--- START Records for this exercise ---
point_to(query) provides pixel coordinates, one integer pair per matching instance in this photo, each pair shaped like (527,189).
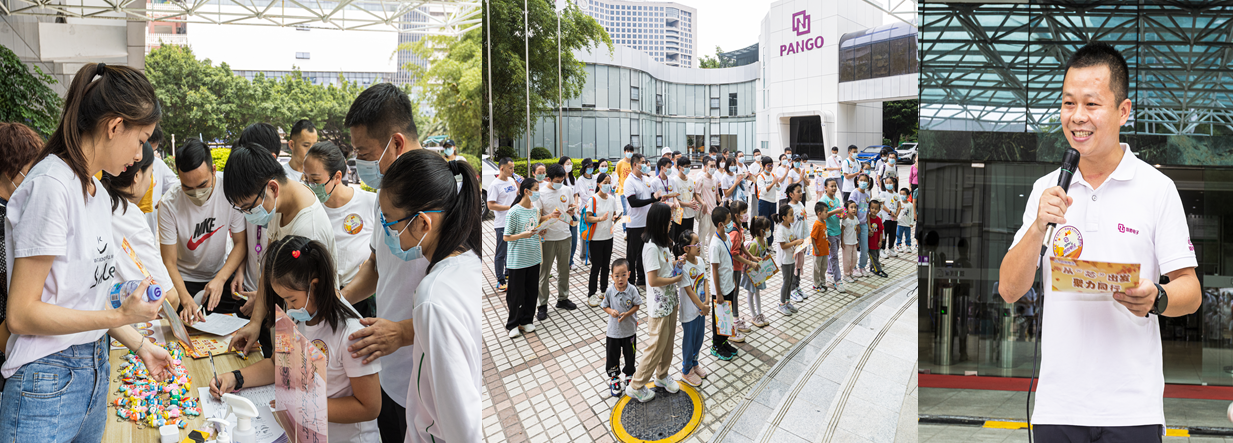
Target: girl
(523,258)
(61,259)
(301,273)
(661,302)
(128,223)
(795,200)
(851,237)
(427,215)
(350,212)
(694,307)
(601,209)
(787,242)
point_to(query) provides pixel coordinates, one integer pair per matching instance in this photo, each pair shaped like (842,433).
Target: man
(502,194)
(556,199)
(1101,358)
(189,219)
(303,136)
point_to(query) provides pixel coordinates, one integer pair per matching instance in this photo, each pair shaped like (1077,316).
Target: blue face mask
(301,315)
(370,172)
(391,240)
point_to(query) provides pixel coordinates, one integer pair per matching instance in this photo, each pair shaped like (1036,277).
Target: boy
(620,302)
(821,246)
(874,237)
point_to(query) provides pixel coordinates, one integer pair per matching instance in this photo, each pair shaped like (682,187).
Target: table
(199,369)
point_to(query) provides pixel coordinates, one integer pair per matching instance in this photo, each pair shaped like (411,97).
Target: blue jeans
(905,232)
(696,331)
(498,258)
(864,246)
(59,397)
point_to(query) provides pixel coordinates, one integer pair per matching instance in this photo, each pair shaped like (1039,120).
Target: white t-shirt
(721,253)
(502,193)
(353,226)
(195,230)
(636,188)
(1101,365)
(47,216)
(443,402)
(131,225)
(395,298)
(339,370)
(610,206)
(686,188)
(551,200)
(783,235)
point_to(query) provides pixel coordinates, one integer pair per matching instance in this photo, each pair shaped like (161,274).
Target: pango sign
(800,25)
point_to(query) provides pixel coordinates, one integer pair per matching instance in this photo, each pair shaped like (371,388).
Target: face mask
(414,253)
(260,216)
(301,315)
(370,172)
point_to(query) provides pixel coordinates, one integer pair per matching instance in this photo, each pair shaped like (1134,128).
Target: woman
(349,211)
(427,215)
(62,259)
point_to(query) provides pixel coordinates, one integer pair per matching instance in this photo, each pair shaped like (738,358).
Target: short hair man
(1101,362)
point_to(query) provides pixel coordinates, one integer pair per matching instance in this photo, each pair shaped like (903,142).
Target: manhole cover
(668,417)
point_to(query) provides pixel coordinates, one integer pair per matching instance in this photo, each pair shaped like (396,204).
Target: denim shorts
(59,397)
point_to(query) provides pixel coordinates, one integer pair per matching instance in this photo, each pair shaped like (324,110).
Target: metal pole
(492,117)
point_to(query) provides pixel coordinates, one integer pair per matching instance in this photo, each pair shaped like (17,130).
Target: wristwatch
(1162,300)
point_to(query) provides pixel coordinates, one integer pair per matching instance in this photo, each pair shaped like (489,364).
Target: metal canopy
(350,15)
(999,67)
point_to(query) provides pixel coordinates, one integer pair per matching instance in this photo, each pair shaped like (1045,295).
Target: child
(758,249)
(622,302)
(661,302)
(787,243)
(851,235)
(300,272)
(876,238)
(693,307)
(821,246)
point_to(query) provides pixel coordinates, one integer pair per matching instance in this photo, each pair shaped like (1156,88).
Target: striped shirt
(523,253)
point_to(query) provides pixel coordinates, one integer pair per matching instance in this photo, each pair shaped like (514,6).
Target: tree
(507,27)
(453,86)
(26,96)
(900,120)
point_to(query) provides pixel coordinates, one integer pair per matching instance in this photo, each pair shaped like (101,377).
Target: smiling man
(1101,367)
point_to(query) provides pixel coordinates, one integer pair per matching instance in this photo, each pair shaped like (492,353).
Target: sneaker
--- END Records for this exercise ---
## Work instructions
Output the line containing "shaped like (17,130)." and all lines after it to the end of the records, exactly as given.

## Final answer
point_to(query) provides pixel coordinates, one integer pair per matching instance in this photo, each pair shaped like (17,130).
Target: wristwatch
(1162,300)
point_to(query) provides pixel coordinates, one integer pair per matching instance in this photo, each pair shaped like (489,364).
Target: metal canopy
(350,15)
(999,67)
point_to(query) provides pixel coordinates, one integer pair per matching instance in this photo, each pair shaped like (1045,295).
Target: child
(758,249)
(622,302)
(661,302)
(787,243)
(851,235)
(300,272)
(876,238)
(693,307)
(821,246)
point_to(query) provides pixel coordinates, one integer pair per matching instance in this photo, each pair shaped like (1156,88).
Target: striped shirt
(523,253)
point_to(query) provides pixel coordinates, one integer pair per matching instance in this photo, each pair shaped like (514,6).
Target: tree
(507,27)
(453,86)
(26,96)
(900,120)
point_to(query) provides pixel coordinates, one integer pair per matching instance in this photo, each pair shaped like (101,377).
Target: smiling man
(1101,367)
point_to(query) provides pixel coordinates, one integer pair per matching instance in this photo, each pair shaped like (492,353).
Target: sneaker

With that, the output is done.